SET PROBLEM 1: State whether each statement below agrees with the passage on Tibetan meditation and science: (a) monastery candidates will be sent to Emory before completing their advanced course in Tibetan Buddhist institutions; (b) the experiments included control groups given standard cognitive-psychology methods; (c) the skeptic held that the subjects' age and cultural experience should have been factored in. Answer yes or no for each, quoting the deciding words of the passage.
SET PROBLEM 2: Carry on the passage on Tibetan meditation and science, beginning after its final sentence.

GIVEN PASSAGE:
============

The most promising candidates from the monasteries will be sent to Emory to pursue advanced study in physics, psychology, et al., having completed the advanced course of study in Tibetan Buddhist academic institutions. The intent is to create an intensive dialogue between Tibetan Buddhist knowledge of the mind and body and the scientific disciplines as presently constituted in world society.

The Dalai Lama was once again fascinated by the results of experiments conducted with compassion meditation techniques in terms of measurable changes in the amygdala and other physiological as well as psychological results. The aforementioned skeptic in the audience suggested that at the very least the variables of age and cultural experience of the research subjects should have been factored into the experiments.

Whatever one thinks of the adequacy of the experimental parameters (and it seemed to me that the mere fact that the research subjects were motivated to enroll in the experiment was a variable to be considered, though control groups given standard cognitive-psychology methods were used as well as meditators), what seemed most significant was the fact that three different universities (Stanford, Wisconsin, and Emory) have considered secularized forms of Tibetan meditation worthy of study as behavioral modification techniques measurably affecting brain physiology, and that the spiritual head of the world's Tibetan Buddhists was eager to absorb any and all such materially based insights into the structure of Buddhist education.

============

GIVEN INFORMATION:
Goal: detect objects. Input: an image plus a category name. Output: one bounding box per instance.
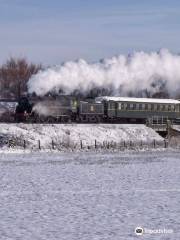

============

EXPECTED OUTPUT 1:
(a) No: "having completed the advanced course of study in Tibetan Buddhist academic institutions."
(b) Yes: "control groups given standard cognitive-psychology methods were used as well as meditators"
(c) Yes: "the variables of age and cultural experience of the research subjects should have been factored into the experiments."

EXPECTED OUTPUT 2:
The outcome of the scientific education of 20,000 practitioners of a sophisticated Buddhist system of psychological education and theoretical debate will be fascinating to witness. Leafing through the textbook on evolution, I found myself thinking that standard Buddhist notions regarding conditioned origination would be reinforced by the shifting degrees of reproductive success found in changing environmental circumstances. The Dalai Lama has pointed out that the Buddha insisted that when a doctrine has been found to be contradicted by the facts, it must be discarded. Thus traditional Tibetan cosmology is to be replaced by contemporary models of the universe, for example.

At the same time, what John Blofeld wrote some decades ago regarding Tibetan Buddhism still obtains: the practice is culturally specific, even though it encodes a level of psychological insight that Blofeld had not discovered elsewhere. He was fearful to discard what seemed to be extraneous aspects, lest they turn out to contain some key element he didn't understand was such. This hasn't changed among American adherents.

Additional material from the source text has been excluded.